**TASK OBJECTIVE**
Gather every line of the records below that contains the string "window", and copy each one as it appears. Treat the match as case-sensitive.

○ ○ ○ ○ ○

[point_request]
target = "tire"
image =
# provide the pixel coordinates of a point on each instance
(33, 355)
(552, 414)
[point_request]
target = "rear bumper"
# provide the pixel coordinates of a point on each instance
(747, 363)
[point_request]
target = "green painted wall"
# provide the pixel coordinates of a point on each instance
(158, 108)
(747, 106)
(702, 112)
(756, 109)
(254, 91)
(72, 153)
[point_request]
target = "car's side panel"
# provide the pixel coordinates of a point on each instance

○ ○ ○ ○ ○

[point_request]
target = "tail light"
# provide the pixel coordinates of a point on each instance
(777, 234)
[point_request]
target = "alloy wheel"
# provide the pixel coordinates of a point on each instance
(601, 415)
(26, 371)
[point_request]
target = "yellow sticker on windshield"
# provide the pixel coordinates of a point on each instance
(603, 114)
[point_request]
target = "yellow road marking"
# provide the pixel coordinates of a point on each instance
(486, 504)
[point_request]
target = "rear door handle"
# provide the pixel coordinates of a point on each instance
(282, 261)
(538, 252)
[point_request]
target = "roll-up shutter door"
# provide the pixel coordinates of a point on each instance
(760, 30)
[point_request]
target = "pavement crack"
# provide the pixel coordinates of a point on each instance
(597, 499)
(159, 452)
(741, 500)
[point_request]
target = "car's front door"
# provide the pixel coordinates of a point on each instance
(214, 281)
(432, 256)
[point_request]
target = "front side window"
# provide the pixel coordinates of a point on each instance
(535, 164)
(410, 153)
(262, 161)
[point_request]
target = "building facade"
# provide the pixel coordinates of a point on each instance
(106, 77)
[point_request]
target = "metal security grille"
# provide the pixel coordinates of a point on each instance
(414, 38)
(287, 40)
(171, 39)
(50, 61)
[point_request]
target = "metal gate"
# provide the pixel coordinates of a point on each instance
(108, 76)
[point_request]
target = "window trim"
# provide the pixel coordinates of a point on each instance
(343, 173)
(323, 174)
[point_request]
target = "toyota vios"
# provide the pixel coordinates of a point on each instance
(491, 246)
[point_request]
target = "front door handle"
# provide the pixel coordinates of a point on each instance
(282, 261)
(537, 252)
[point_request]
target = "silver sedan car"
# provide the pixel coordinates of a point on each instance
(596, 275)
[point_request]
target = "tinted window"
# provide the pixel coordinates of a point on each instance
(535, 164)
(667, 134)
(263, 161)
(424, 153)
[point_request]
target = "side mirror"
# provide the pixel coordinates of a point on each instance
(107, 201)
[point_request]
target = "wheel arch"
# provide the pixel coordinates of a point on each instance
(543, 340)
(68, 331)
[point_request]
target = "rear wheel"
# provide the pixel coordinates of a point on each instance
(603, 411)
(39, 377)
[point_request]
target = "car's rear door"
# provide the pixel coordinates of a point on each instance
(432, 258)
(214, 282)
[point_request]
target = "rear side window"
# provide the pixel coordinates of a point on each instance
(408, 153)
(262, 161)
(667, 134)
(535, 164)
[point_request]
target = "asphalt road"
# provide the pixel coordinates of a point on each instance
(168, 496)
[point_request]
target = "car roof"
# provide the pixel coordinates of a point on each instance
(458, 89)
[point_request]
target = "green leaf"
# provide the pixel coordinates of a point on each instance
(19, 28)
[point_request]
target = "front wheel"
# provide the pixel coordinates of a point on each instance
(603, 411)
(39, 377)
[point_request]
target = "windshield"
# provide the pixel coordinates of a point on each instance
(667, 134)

○ ○ ○ ○ ○

**SOLVED PROBLEM**
target = "front side window"
target = "window trim"
target = "tinted window"
target = "rear side window"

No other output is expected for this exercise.